And the HAA kills unions, hurts the poor, doesn't include a public option, is regressive, contains mandates without any collective bargaining power to negotiate rates. Moreover, it subsidizes the same for-profit insurance companies who have doubled their premiums over the past 10 years. In short, it's not a good idea unless you're in the healthcare industry, you're wealthy, you're self-employed, or you're interested in policies that hurt poor people.
John,
I'm not entirely sure what the national argument against Jim Cooper is...personally, I'm not for or against him at this point, but I love a good political fight, and seeing as a Republican can't win except Bellevue, perhaps a primary is the best we can hope for :-)
Otherwise, for me, it is a practical matter. I support quite a bit of what the HAA does, and with a few tweaks, I think a good number of Democrats would too. Problem is, once you tweak it even a little bit in favor of what the majority of Congress wants, you lose a good deal of Republicans who don't want to be seen compromising with the Democrats.
Mr. Barry,
"However, based on the actions of most advanced democracies and their superior performance on a number of markers of public health and medical outcomes, it is certainly the case that a well-functioning modern state can enact public policy that requires participation in risks pools and social insurance."
Which explains all those Americans lining up for citizenship in the Utopias of France, England, Norway etc.
And where do these superior performers figure into the development of new treatments and new technologies in comparison to the cruel and capitalist United Sttes?
I actually have no problem with taxing people to provide components of health care and retirement but do you think tht the power to force me into a risk pool for myself isn't going to lead to mandatory check-ups and then mandatory health targets and such?
Also your attachment for Social Security and Medicare in the present demonstrates the greatest danger of greater federal control of health care.
Social Security as it operates is no longer able to provide poor retirees with a decent living because the Ponzi-like format prevents contributions from generating any returns of note.
Medicare is inherently fraught with massive levels of fraud, something you leftists refused to acknowledge until President Obama needed to find some 'savings' to fund his health care plan. Then, mirable dictu, the Left is talking about saving hundreds of billions of dollars. Where was this fiscal prudence over the last forty years?
So please do not try and stereotype me as one of your Conservative strawmen. Your arguments are positively quadrophonic in their echo and their 'technology.'
"Which explains all those Americans lining up for citizenship in the Utopias of France, England, Norway etc."
LOL
Yeah and in the Canadian "utopia" they are running down here to get medical treatment and doctors are setting up alternative fee for service practices in some of the provinces so people can actually get the treatment they need and want when they want it.
I would be in favor of a co-op if it were possible to bar people who abuse their health, such as smokers, drinkers, buffet pigs, et al. Responsible people could have truly affordable world-class health care, and the rest would live with the consequences of their actions, and the misfortune of their genetic heritage, meaning higher premiums.
With the advent of genetic testing, comprehensive preventive medicine is now possible. Dr. Asa says 80% of all disease is preventable. I don't know about you, but I would love to put a bunch of doctors out of business. The philosophy of diet, exercise, and stress management is the health care of the 21st century.
The 2006-2007 studies of Medicare fraud, abuse, doctor shopping, and superfluous testing that Obama cites leads to one conclusion: Government cannot run anything that complex as efficiently as a free-market enterprise. You try to help people, but it just feeds criminal activity, so we need another way. Privitization is a damn good idea!

------------------------------------------------------------

(PROBLEM DESCRIPTION): Reproduce the part of the comment thread that starts with "Social Security as" and goes on through "returns of note.". The entries are separate material and have no connection to the comment thread.

------------------------------------------------------------

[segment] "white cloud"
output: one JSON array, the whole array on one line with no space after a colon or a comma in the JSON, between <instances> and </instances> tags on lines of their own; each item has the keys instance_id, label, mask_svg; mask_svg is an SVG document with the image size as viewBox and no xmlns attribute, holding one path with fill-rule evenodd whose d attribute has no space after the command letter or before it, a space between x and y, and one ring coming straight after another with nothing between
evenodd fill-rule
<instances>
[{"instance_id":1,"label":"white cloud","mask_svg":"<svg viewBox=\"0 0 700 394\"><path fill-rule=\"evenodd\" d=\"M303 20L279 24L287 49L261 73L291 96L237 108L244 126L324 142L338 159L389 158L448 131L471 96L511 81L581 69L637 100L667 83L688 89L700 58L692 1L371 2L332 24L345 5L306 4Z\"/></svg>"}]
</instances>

------------------------------------------------------------

(RESPONSE TO THE TASK):
Social Security as it operates is no longer able to provide poor retirees with a decent living because the Ponzi-like format prevents contributions from generating any returns of note.